*EXERCISE BRIEF*
Transcribe the records below word for word, omitting the pictures.

DATA RECORDS Start Marker

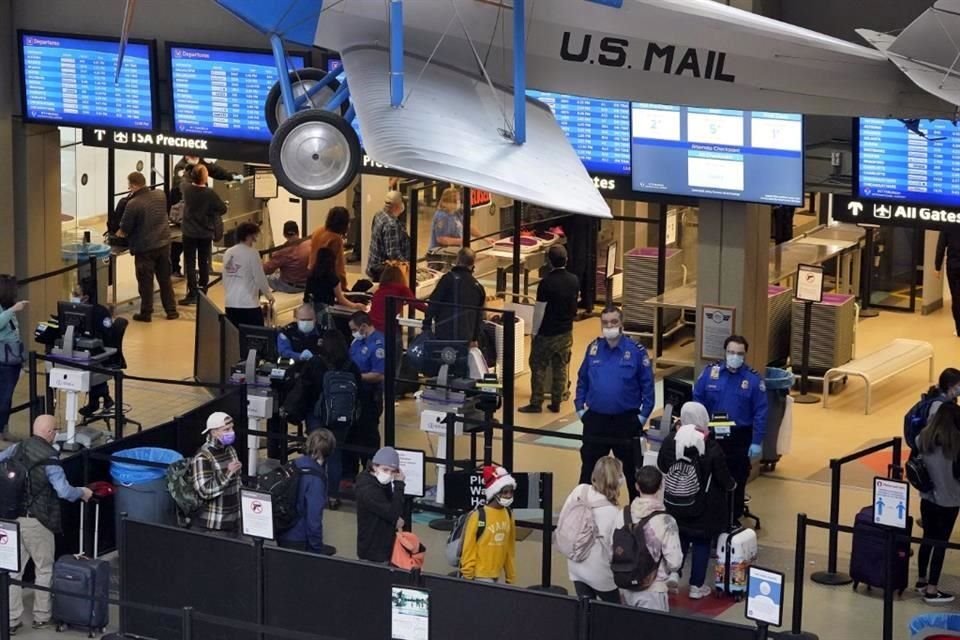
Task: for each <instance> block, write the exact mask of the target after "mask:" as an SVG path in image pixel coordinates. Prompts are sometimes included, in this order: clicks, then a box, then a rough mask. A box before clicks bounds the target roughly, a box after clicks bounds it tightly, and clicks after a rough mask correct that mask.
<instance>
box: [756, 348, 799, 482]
mask: <svg viewBox="0 0 960 640" xmlns="http://www.w3.org/2000/svg"><path fill="white" fill-rule="evenodd" d="M764 384H765V386H766V387H767V433H766V435H765V436H764V438H763V453H762V454H761V456H760V463H761V464H762V465H763V466H764V467H765V468H766V469H767V470H769V471H772V470H773V469H775V468H776V466H777V462H778V461H779V460H780V455H779V454H778V453H777V440H778V439H779V437H780V425H781V424H783V416H784V413H786V410H787V396H788V395H790V388H791V387H793V373H791V372H789V371H786V370H785V369H777V368H776V367H767V372H766V376H765V379H764Z"/></svg>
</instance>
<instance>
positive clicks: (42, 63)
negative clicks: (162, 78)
mask: <svg viewBox="0 0 960 640" xmlns="http://www.w3.org/2000/svg"><path fill="white" fill-rule="evenodd" d="M119 46H120V45H119V42H118V41H117V40H113V39H110V38H86V37H82V38H80V37H65V36H60V35H53V34H39V33H26V32H21V33H20V60H21V61H22V64H23V69H22V79H23V80H22V81H23V117H24V119H25V120H28V121H32V122H47V123H50V124H57V125H73V126H102V127H115V128H120V129H142V130H150V129H153V127H154V124H155V123H154V95H153V92H154V85H153V66H152V65H153V45H152V44H150V43H146V42H139V41H138V42H134V41H131V42H128V43H127V48H126V54H125V56H124V59H123V69H122V70H121V72H120V78H119V81H118V82H115V78H116V69H117V59H118V51H119Z"/></svg>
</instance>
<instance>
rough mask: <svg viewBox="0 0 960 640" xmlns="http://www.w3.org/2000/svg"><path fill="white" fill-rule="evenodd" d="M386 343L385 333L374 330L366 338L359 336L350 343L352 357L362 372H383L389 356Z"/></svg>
mask: <svg viewBox="0 0 960 640" xmlns="http://www.w3.org/2000/svg"><path fill="white" fill-rule="evenodd" d="M386 344H387V343H386V339H384V337H383V334H382V333H380V332H379V331H374V332H373V333H371V334H370V335H369V336H367V337H366V338H358V339H355V340H354V341H353V342H351V343H350V359H351V360H353V363H354V364H355V365H357V368H358V369H360V373H380V374H382V373H383V371H384V361H385V360H386V357H387V351H386Z"/></svg>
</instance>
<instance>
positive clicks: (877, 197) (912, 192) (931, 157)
mask: <svg viewBox="0 0 960 640" xmlns="http://www.w3.org/2000/svg"><path fill="white" fill-rule="evenodd" d="M919 129H920V131H921V132H923V133H924V134H925V135H926V137H923V136H921V135H918V134H916V133H914V132H912V131H910V130H909V129H908V128H907V127H906V126H905V125H904V123H903V122H901V121H900V120H886V119H881V118H861V119H860V124H859V145H860V153H859V161H858V168H857V178H858V189H857V191H858V194H859V196H860V197H861V198H868V199H869V198H873V199H877V200H902V201H904V202H911V203H915V204H926V205H940V206H958V205H960V128H958V127H957V126H956V125H954V124H953V122H951V121H949V120H921V121H920V125H919Z"/></svg>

DATA RECORDS End Marker

*WRITTEN ANSWER*
Task: for each <instance> block, write the exact mask of the target after "mask:" as an SVG path in image pixel coordinates. Prompts are sometimes included, in this order: clicks, then a box, then a rough mask. A box before clicks bounds the target roughly, a box after clicks bounds it tightly, and clicks after a rough mask correct that mask.
<instance>
box: [756, 348, 799, 482]
mask: <svg viewBox="0 0 960 640" xmlns="http://www.w3.org/2000/svg"><path fill="white" fill-rule="evenodd" d="M764 384H765V386H766V387H767V433H766V435H765V436H764V438H763V453H762V454H761V456H760V463H761V464H762V465H763V466H764V467H765V468H766V469H767V470H769V471H772V470H773V469H775V468H776V466H777V462H778V461H779V460H780V455H779V454H778V453H777V440H778V439H779V437H780V425H781V424H783V416H784V413H786V410H787V396H788V395H790V388H791V387H793V373H791V372H789V371H786V370H785V369H777V368H776V367H767V372H766V376H765V379H764Z"/></svg>
</instance>
<instance>
positive clicks: (42, 63)
negative clicks: (162, 78)
mask: <svg viewBox="0 0 960 640" xmlns="http://www.w3.org/2000/svg"><path fill="white" fill-rule="evenodd" d="M119 46H120V45H119V42H118V41H117V40H113V39H110V38H86V37H82V38H80V37H65V36H60V35H53V34H39V33H26V32H21V33H20V60H21V61H22V64H23V69H22V79H23V80H22V81H23V117H24V119H25V120H28V121H32V122H47V123H50V124H57V125H73V126H102V127H115V128H120V129H142V130H150V129H153V127H154V124H155V123H154V95H153V92H154V85H153V66H152V65H153V45H152V44H150V43H146V42H139V41H138V42H134V41H131V42H128V43H127V48H126V54H125V56H124V59H123V69H122V70H121V72H120V78H119V81H118V82H115V78H116V69H117V59H118V51H119Z"/></svg>
</instance>
<instance>
rough mask: <svg viewBox="0 0 960 640" xmlns="http://www.w3.org/2000/svg"><path fill="white" fill-rule="evenodd" d="M386 343L385 333L374 330L366 338L359 336L350 343L352 357L362 372H383L389 356Z"/></svg>
mask: <svg viewBox="0 0 960 640" xmlns="http://www.w3.org/2000/svg"><path fill="white" fill-rule="evenodd" d="M386 344H387V343H386V339H384V337H383V334H382V333H380V332H379V331H374V332H373V333H371V334H370V335H369V336H367V337H366V338H358V339H355V340H354V341H353V342H351V343H350V359H351V360H353V363H354V364H355V365H357V368H358V369H360V373H380V374H382V373H383V371H384V361H385V360H386V357H387V351H386Z"/></svg>
</instance>
<instance>
positive clicks: (877, 197) (912, 192) (931, 157)
mask: <svg viewBox="0 0 960 640" xmlns="http://www.w3.org/2000/svg"><path fill="white" fill-rule="evenodd" d="M919 129H920V131H921V132H923V133H924V134H925V135H926V137H923V136H921V135H918V134H916V133H914V132H912V131H910V130H909V129H908V128H907V127H906V126H905V125H904V123H903V122H901V121H900V120H886V119H881V118H861V119H860V124H859V145H860V153H859V161H858V168H857V178H858V189H857V191H858V194H859V196H860V197H861V198H868V199H869V198H873V199H877V200H902V201H904V202H911V203H915V204H926V205H940V206H958V205H960V128H958V127H957V126H956V125H954V124H953V122H951V121H949V120H921V121H920V125H919Z"/></svg>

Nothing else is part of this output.